— START OF DATA LINES —

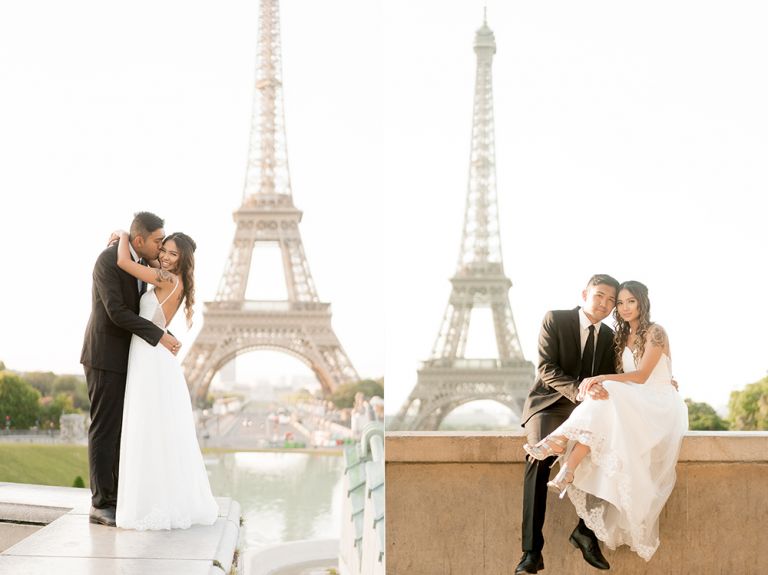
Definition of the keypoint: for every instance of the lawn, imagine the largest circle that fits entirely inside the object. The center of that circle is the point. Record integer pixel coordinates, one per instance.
(43, 464)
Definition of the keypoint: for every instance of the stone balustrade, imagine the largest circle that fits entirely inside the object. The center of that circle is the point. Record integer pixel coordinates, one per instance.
(454, 507)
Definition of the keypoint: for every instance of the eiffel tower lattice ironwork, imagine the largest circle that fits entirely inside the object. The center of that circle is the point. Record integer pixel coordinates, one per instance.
(448, 379)
(301, 324)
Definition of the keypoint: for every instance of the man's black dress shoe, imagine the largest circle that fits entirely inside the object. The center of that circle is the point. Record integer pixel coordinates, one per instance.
(530, 562)
(590, 549)
(105, 516)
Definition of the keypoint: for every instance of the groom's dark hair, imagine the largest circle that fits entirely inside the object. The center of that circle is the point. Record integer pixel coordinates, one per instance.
(144, 223)
(598, 279)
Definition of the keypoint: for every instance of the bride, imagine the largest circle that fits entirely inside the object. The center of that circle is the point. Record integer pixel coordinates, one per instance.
(620, 452)
(163, 483)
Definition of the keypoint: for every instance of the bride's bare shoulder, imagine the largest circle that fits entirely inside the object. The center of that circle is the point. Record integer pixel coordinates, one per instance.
(657, 335)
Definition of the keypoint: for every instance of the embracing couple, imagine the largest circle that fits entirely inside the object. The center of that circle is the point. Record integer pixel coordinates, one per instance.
(146, 468)
(604, 404)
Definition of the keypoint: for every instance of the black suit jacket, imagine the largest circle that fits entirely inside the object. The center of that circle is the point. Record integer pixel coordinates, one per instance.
(559, 366)
(114, 317)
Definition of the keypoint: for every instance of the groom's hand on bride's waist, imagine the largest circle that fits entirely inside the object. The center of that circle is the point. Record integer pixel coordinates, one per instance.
(171, 343)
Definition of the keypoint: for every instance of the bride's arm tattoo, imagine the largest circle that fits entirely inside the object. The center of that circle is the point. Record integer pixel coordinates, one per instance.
(164, 276)
(658, 336)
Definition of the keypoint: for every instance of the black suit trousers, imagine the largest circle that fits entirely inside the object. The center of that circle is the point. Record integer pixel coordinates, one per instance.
(537, 474)
(106, 390)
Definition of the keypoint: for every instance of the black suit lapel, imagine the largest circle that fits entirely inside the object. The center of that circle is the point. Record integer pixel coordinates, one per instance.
(604, 342)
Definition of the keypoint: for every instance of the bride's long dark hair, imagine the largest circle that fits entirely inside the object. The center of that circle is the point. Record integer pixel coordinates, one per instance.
(186, 269)
(640, 291)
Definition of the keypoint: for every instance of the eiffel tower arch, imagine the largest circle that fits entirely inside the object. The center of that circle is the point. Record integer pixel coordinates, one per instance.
(448, 379)
(301, 324)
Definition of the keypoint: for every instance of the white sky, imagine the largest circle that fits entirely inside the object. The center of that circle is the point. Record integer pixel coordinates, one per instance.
(642, 124)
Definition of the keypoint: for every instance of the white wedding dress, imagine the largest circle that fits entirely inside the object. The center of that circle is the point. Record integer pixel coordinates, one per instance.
(163, 483)
(634, 436)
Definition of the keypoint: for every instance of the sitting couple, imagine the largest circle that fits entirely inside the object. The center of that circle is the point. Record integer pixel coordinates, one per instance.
(606, 407)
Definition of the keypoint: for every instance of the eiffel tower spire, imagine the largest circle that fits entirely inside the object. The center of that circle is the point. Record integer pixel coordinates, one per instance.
(233, 324)
(267, 172)
(448, 379)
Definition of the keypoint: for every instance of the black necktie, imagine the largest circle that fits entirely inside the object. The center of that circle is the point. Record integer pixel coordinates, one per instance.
(588, 357)
(142, 283)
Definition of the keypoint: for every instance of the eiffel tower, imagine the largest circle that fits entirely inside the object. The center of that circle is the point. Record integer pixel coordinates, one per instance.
(448, 379)
(232, 324)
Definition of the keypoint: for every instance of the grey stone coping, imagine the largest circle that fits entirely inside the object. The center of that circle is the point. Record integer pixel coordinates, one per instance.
(72, 540)
(91, 566)
(507, 447)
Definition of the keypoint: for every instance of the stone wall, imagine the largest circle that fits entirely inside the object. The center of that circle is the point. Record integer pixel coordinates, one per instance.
(454, 507)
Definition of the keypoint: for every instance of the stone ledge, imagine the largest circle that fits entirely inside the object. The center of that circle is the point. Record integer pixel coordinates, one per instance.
(71, 544)
(454, 506)
(507, 447)
(91, 566)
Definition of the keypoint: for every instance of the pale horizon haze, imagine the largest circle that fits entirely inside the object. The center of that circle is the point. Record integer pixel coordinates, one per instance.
(630, 140)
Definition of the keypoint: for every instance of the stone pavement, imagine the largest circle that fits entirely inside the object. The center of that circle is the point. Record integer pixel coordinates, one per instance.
(45, 530)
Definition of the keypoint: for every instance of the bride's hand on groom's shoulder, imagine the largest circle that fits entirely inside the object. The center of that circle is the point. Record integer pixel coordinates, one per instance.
(115, 237)
(592, 387)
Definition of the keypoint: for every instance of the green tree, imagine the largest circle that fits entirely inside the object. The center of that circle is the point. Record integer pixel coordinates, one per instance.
(344, 396)
(52, 408)
(748, 408)
(75, 387)
(18, 400)
(42, 381)
(702, 416)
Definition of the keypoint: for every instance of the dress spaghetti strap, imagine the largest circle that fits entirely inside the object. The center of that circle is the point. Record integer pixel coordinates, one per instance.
(162, 303)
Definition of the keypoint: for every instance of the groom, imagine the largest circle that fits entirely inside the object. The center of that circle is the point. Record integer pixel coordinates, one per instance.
(573, 345)
(114, 317)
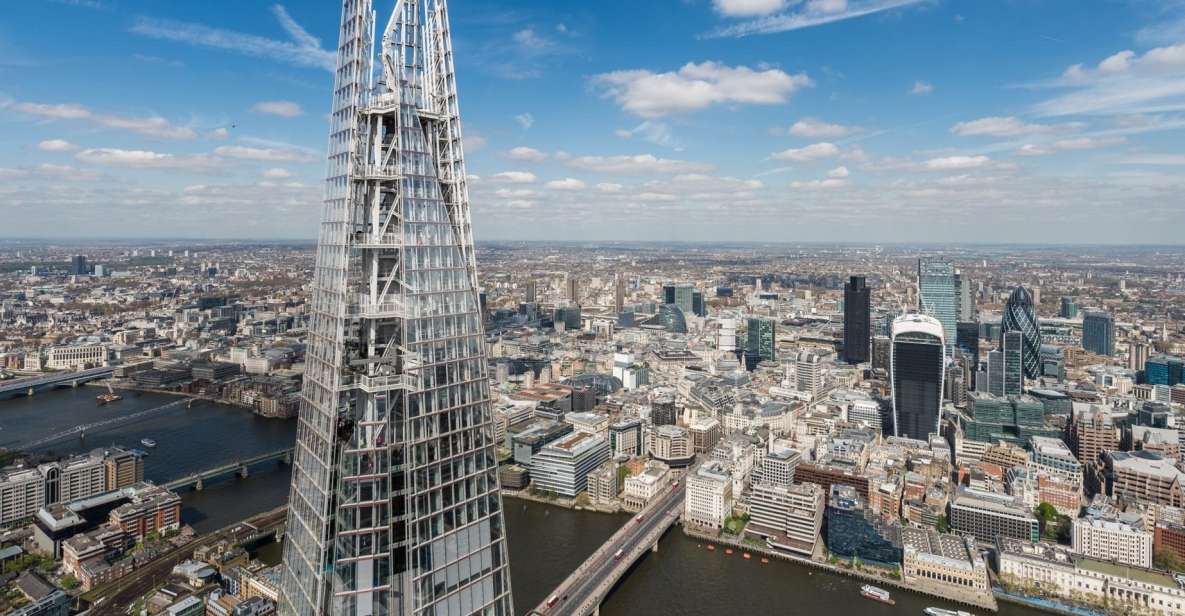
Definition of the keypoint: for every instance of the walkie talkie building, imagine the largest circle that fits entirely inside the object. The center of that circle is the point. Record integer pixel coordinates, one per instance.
(395, 506)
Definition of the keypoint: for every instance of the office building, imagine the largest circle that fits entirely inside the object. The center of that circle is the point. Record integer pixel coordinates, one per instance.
(761, 339)
(626, 438)
(1068, 308)
(937, 294)
(1164, 370)
(1012, 348)
(1020, 316)
(917, 374)
(857, 321)
(854, 531)
(967, 341)
(787, 517)
(990, 515)
(671, 444)
(1112, 539)
(1099, 333)
(1106, 585)
(709, 495)
(777, 467)
(78, 265)
(941, 562)
(382, 437)
(563, 467)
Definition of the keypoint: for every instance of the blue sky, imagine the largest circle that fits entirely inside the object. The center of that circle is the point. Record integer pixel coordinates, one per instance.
(728, 120)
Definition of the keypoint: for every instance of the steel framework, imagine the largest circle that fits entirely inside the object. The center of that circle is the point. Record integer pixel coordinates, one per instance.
(395, 506)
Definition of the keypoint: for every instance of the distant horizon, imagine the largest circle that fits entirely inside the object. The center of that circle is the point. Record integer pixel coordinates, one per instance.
(708, 120)
(77, 239)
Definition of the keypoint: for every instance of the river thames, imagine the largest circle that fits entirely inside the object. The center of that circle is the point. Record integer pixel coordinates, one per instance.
(545, 543)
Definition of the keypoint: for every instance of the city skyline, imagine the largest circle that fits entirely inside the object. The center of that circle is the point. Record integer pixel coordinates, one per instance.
(731, 126)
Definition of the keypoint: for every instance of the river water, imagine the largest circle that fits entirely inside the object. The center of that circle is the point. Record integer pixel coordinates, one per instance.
(545, 543)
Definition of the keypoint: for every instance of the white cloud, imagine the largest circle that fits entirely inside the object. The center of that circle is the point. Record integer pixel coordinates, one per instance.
(809, 14)
(921, 88)
(748, 7)
(1123, 83)
(811, 185)
(697, 87)
(653, 132)
(567, 184)
(999, 127)
(527, 154)
(513, 177)
(638, 164)
(280, 108)
(813, 152)
(154, 126)
(57, 145)
(142, 159)
(956, 162)
(815, 128)
(57, 111)
(271, 154)
(303, 50)
(151, 126)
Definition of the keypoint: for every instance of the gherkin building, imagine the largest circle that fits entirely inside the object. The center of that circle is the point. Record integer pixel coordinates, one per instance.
(1019, 315)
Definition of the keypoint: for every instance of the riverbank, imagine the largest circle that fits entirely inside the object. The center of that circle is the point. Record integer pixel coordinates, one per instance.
(562, 501)
(740, 544)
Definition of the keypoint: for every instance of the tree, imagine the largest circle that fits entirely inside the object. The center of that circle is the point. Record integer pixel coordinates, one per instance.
(1167, 559)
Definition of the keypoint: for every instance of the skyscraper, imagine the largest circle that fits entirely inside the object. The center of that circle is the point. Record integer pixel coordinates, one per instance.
(1019, 316)
(967, 340)
(1099, 333)
(78, 265)
(857, 321)
(937, 294)
(1016, 358)
(574, 289)
(394, 507)
(918, 357)
(619, 294)
(761, 339)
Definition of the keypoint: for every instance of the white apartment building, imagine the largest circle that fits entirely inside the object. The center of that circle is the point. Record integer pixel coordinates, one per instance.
(1112, 540)
(75, 357)
(709, 498)
(641, 488)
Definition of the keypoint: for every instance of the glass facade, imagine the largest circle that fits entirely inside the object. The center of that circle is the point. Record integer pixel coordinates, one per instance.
(857, 321)
(937, 294)
(395, 506)
(917, 376)
(856, 532)
(1099, 333)
(1019, 316)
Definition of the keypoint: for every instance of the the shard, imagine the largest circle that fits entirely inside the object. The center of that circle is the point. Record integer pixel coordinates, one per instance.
(394, 505)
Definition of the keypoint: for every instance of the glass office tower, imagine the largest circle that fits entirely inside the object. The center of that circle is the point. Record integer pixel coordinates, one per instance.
(937, 294)
(1020, 316)
(857, 321)
(394, 506)
(918, 369)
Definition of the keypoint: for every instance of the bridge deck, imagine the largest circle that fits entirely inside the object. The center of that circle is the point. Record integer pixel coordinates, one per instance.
(585, 588)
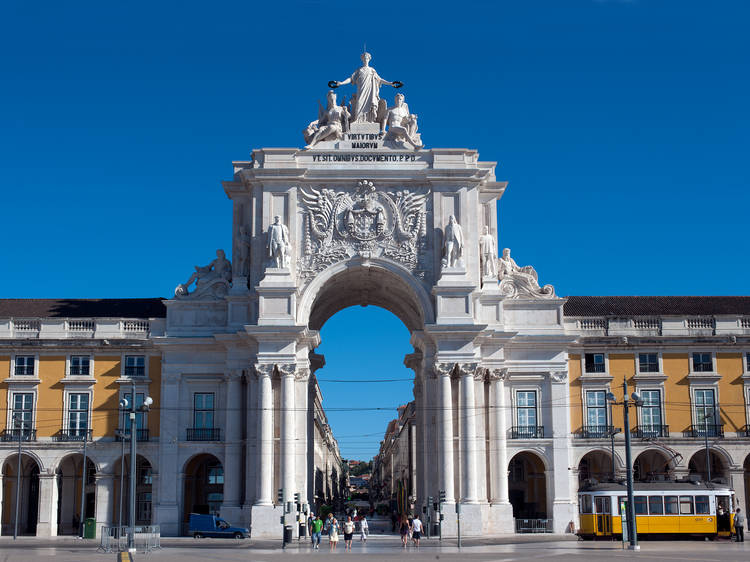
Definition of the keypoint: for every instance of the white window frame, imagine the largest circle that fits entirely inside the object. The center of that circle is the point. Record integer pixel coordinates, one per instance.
(13, 374)
(536, 406)
(658, 359)
(694, 403)
(66, 407)
(69, 365)
(146, 358)
(691, 363)
(585, 373)
(607, 405)
(20, 390)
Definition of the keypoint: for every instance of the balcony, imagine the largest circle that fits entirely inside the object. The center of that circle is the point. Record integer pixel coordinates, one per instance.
(140, 435)
(596, 432)
(650, 431)
(13, 435)
(527, 432)
(204, 434)
(702, 431)
(73, 435)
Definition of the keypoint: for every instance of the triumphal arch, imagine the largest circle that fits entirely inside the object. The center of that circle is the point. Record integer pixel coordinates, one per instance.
(367, 214)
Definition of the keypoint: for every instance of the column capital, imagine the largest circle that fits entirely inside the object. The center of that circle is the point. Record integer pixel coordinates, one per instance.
(441, 369)
(497, 374)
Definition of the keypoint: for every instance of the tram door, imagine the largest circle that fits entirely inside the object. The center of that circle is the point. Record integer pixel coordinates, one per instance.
(603, 516)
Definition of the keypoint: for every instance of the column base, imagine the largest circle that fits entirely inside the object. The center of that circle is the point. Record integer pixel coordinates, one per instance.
(501, 519)
(265, 522)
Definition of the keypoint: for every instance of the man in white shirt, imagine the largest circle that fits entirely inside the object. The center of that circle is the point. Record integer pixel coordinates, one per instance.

— END OF DATA LINES —

## REQUEST
Reproduce only those lines of the entries above that run from the line with "the balcony, imagine" to the final line.

## SOLUTION TO THIS PROBLEM
Definition of the keypoint: for every instance of the balcony, imagine the largest circle that fits entirely inside the object. The center of that circle is the point. Record integer pixel coordinates, one per instance.
(140, 435)
(596, 432)
(650, 431)
(13, 435)
(527, 432)
(204, 434)
(702, 431)
(73, 435)
Definition of the keypoint: for every instance of the triumphal arch, imagine the largest circle that fits entirely inside the object. The center of that circle is the point. Record integer pixel coordinates, one per instance.
(367, 214)
Definition of the keypoint: for every instance of the column capital, imagine the largest circle that fits entirely inside the object. The center of that circle is the point. Record integer pixel coordinates, one per instance.
(441, 369)
(497, 374)
Definition of the keypoint: for every instance of the tram door, imagine the largest circle that fits entirely inside the object. The center of that circle is the point. Record integer pixel coordinates, one per instance.
(603, 516)
Definition of the keypoint: for every instance of the column base, imagine the largest circle that fits entirely inside the object. The center of that circle is the point. Record integer pixel coordinates, one per instance.
(501, 519)
(265, 522)
Definition of the keypoint: for every instance of the man in white shirt, imagine the largest circle that fits entirely inside the object. The center of that circle is the point. Record integer pixel coordinates, one per instance.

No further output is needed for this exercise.